▶ Exercise
What is needed is an exact copy of every entry below.

BEGIN Data in this exercise

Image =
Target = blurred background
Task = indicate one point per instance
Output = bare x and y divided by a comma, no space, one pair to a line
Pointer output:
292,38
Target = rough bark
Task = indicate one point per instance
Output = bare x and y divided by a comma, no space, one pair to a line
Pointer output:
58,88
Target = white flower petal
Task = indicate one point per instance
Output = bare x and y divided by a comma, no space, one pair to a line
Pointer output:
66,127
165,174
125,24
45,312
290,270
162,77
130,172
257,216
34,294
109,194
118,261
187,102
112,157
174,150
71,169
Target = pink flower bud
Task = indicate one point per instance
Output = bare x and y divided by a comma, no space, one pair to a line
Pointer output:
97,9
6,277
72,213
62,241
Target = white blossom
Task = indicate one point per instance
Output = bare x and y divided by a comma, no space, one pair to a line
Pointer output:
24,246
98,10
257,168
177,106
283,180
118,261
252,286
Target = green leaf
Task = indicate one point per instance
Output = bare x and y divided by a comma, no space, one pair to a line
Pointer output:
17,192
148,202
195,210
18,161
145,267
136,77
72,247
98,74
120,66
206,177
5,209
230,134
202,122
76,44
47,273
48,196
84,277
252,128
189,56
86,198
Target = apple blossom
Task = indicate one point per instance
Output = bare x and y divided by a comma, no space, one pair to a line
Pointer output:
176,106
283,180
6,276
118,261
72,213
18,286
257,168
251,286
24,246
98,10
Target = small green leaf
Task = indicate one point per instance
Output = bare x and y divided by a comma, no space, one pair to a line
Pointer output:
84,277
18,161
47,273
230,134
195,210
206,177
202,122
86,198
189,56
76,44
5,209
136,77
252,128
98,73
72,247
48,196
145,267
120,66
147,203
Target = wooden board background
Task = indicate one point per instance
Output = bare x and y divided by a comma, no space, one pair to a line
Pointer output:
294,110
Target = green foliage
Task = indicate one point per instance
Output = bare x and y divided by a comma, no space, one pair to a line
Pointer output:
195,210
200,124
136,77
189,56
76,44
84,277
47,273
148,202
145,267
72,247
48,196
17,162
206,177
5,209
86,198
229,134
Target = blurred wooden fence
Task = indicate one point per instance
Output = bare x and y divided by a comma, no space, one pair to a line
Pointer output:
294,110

END Data in this exercise

▶ Exercise output
Image =
Target = blurred background
Task = indicate one point per instance
Output = bare x and y divided by a comma, no space, one pair to a line
Pointer output:
292,38
Target = rough bark
Task = indicate one point per instance
Output = bare x and y divided by a comma, no space, one pair to a line
Pointer output:
58,88
Target = white flower petal
Task = indicate one point per instance
Output = bare x and y divided by a comma, no space, one pair to a line
Pointer output:
66,127
165,174
125,24
45,312
290,270
162,77
130,172
257,216
34,294
109,194
118,261
187,102
112,157
174,150
71,169
Target = pink flower bud
Task = indicate one point per instance
Output = bare x and y divided by a comma, no space, one pair to a line
Pointer output:
97,9
6,277
72,213
62,241
Target = white blossom
Task = indicate one point per instance
Output = bare x and y divided by a comma, no space, one pair to a line
Pointer output:
24,246
98,10
257,168
177,106
283,180
118,261
252,286
Target = green leaf
Task = indicate one point per instance
Output = bare x and y divided by a comma, no space, one pair to a line
Pointer output:
17,192
148,202
195,210
18,161
145,267
136,77
72,247
98,74
120,66
206,177
5,209
230,134
202,122
76,44
47,273
48,196
84,277
252,128
189,56
86,198
Target = apple blossom
Task = indicate one point per instance
Output = bare x and y divided by a comma, no space, one pair to a line
Pointer output:
176,106
283,180
6,276
118,261
72,213
18,286
257,168
251,286
24,246
98,10
Target = small green leaf
Task = indicate one point per instance
Output = bare x and y divided by a comma, no space, one pair to a line
Pointer output:
84,277
18,161
47,273
230,134
195,210
206,177
202,122
86,198
189,56
76,44
5,209
136,77
252,128
98,73
72,247
48,196
145,267
120,66
147,203
Target = wooden board background
Task = indicate one point per instance
Output = bare x and y divided by a comma, no space, one pair to a line
Pointer output:
294,110
Target = green foliage
Task = indicate one point per instance
Output = bare x and y divided by a comma, no space, one pair to a line
Pointer output:
195,210
200,124
136,77
189,56
76,44
84,277
47,273
148,202
145,267
72,247
48,196
17,162
206,177
5,209
86,198
229,134
Target = blurred wooden fence
Task = indicate one point per instance
Output = bare x and y divided by a comma, no space, one pair to a line
Pointer output:
294,110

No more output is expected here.